Roxithromycin is a semi-synthetic macrolide antibiotic. It is used to treat respiratory tract, urinary and soft tissue infections. Roxithromycin is derived from erythromycin, containing the same 14-membered lactone ring. However, an N-oxime side chain is attached to the lactone ring.  It is also currently undergoing clinical trials for the treatment of male-pattern hair loss.

It was patented in 1980 and approved for medical use in 1987. Roxithromycin is available under several brandnames. Roxithromycin is not available in the United States. Roxithromycin is available in Australia, France, Germany, Israel, South Korea and New Zealand. Roxithromycin has also been tested to possess antimalarial activity.

Side effects 
Most common side effects are gastrointestinal; diarrhoea, nausea, abdominal pain and vomiting.  Less common side effects include central or peripheral nervous system events such as headaches, dizziness, vertigo, and also the rarely seen rashes, abnormal liver function values and alteration in senses of smell and taste.

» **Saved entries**

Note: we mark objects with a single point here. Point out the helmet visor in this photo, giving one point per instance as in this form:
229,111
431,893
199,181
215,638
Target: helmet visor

» **Requirement 1**
According to the text on roxithromycin, in what year was the drug approved for medical use?
» **Requirement 2**
Carry on the text about roxithromycin from its last sentence.

» **Expected output 1**
1987

» **Expected output 2**
Drug interactions 

Roxithromycin has fewer interactions than erythromycin as it has a lower affinity for cytochrome P450.

Roxithromycin does not interact with hormonal contraceptives, prednisolone, carbamazepine, ranitidine or antacids.

When roxithromycin is administered with theophylline, some studies have shown an increase in the plasma concentration of theophylline. A change in dosage is usually not required but patients with high levels of theophylline at the start of the treatment should have their plasma levels monitored.

Roxithromycin appears to interact with warfarin. This is shown by an increase in prothrombin time and/or international normalised ratio (INR) in patients taking roxithromycin and warfarin concurrently. As a consequence, severe bleeding episodes have occurred.

Available forms 
Roxithromycin is commonly available as tablets or oral suspension.

Mechanism of action 
Roxithromycin prevents bacteria from growing, by interfering with their protein synthesis. Roxithromycin binds to the subunit 50S of the bacterial ribosome, and thus inhibits the synthesis of peptides. Roxithromycin has similar antimicrobial spectrum as erythromycin, but is more effective against certain gram-negative bacteria, particularly Legionella pneumophila.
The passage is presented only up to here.